**SET EXERCISE:** List every step that the essay on PMD's quality gives for the development process of a contribution to PMD, in the order the essay presents them.

**EXCERPT TO READ:**
============

DESOSA 2022

PMD - Quality and Evolution

PMD is a powerful code quality analysis tool, but what about the quality of PMD itself? In this essay, we will discuss how PMD’s own quality attributes are fulfilled through the following sections.

Software Quality Processes

The software quality processes of PMD are equipped with a standardized continuous integration (CI) routine establised with a clear guideline1. Developers can easily find directions on how to contribute to bug reports, documentations, and questions in line with the code standard set by PMD. In general, the development process of a contribution to PMD includes building locally, checking code style by checkstyle, creating a pull request (PR), waiting for review, and finally, getting the PR successfully merged. Specifically, the PR will be reviewed by one of the core developers together with five CI checks. The processes are well-ordered and efficient.

Continuous Integration

Since PMD 6.30.0 the project is deployed using GitHub Actions2, a continuous integration and continuous delivery (CI/CD) platform used to automatically build and test in the deployment pipeline. GitHub Actions builds a PR on Windows, Linux, and Mac3. Furthermore, git-repo-sync prevents occasional adhesion of unrelated repositories and deletion of branches that have the same names. An overview of checks in PRs can be found in the figure below.

Figure: Pull Request checks

On top of GitHub Actions, PMD uses Coveralls as a service to keep track of test coverage of the whole project (47% currently) and individual folders.

Figure: Use coveralls to check coverage changes

Moreover, pmd_test is generated as a assistant tool by Danger which is not directly visible in the PR checks. Danger generates violations, errors report to lint the rote tasks in daily code review. In the report 4, it shows the PMD violation, error and config error for openjdk-11, checkstyle and spring-framework. An example of report is #issue 3842:

Figure: Additional checks generated by Danger

Test Processes

After analyzing the repository, we have found that PMD has unit tests for the components in pmd-core and for each specific language in the Language modules. Additionally, there are also basic command line interface tests, and regression tests (using Pmdtester5) to ensure there is no unexpected behavior. To ensure the quality of new rules, a guideline for testing rules is provided in the documentation6. The test coverage of the repository, as calculated by Coveralls, can be found in the figure below.

Figure: Test coverage provided by Coveralls

The low test coverage of pmd-core is mainly caused by PMD.java, which has a coverage of 38.26%. However, most of the untested parts are related to deprecated methods. The test coverage of the two major Language modules of PMD, pmd-apex and pmd-java, is relatively high with 86.41% and 82.31% respectively. For most of the other Language modules, there is room for improvement regarding test coverage.

Hotspot Components

After specifying the standards of continuous integration and test processes, we may expect steady progress to develop and improve the software. However, this is usually not the case: some packages need careful planning, implementation and strict testing, or some files need frequent changes because of low performance or bugs. These components are called hotspots. We will walk through file-level and package-level hotspot components of PMD with the help of two powerful tools, Pydriller7 and CodeScene, and discuss how modularity has become the core of the development process of PMD. Also, we will shed light on serviceability in PMD’s growth.

============

**EXTRACTED MATERIAL:**
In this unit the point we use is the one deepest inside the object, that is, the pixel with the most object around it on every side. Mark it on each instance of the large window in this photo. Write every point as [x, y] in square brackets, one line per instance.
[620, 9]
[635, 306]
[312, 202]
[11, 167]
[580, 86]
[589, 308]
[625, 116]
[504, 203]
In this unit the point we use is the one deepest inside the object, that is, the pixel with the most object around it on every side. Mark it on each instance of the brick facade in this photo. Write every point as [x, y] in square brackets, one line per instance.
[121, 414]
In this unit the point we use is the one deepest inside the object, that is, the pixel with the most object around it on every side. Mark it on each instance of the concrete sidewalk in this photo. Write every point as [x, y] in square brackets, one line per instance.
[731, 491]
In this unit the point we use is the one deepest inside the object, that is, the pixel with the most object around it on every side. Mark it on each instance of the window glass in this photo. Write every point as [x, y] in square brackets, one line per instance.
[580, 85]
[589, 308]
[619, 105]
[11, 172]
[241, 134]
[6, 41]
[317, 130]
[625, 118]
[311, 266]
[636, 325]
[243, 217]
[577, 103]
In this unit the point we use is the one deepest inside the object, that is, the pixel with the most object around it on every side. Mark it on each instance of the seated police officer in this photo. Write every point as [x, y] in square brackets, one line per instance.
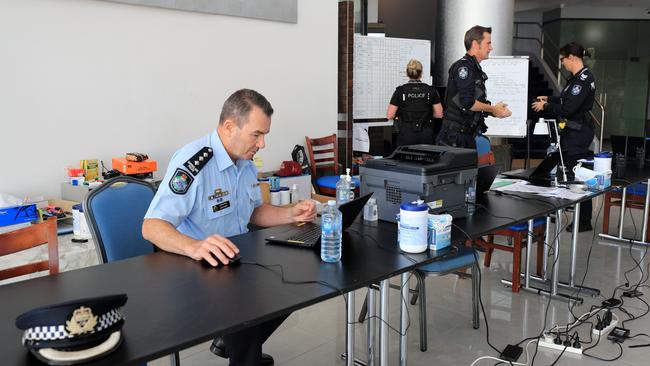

============

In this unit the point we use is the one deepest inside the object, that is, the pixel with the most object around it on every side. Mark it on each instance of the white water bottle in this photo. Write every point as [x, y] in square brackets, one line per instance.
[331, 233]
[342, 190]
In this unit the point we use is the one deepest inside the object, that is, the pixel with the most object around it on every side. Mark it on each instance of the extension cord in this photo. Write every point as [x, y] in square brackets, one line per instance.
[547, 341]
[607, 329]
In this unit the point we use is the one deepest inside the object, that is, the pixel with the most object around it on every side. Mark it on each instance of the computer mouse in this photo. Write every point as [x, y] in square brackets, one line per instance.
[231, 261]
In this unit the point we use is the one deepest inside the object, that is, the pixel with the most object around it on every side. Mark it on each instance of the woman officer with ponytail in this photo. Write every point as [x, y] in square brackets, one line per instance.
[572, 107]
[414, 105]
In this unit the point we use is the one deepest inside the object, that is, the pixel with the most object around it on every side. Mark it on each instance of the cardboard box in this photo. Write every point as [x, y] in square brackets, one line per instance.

============

**THE REPLY:**
1. Building locally
2. Checking code style by checkstyle
3. Creating a pull request (PR)
4. Waiting for review
5. Getting the PR successfully merged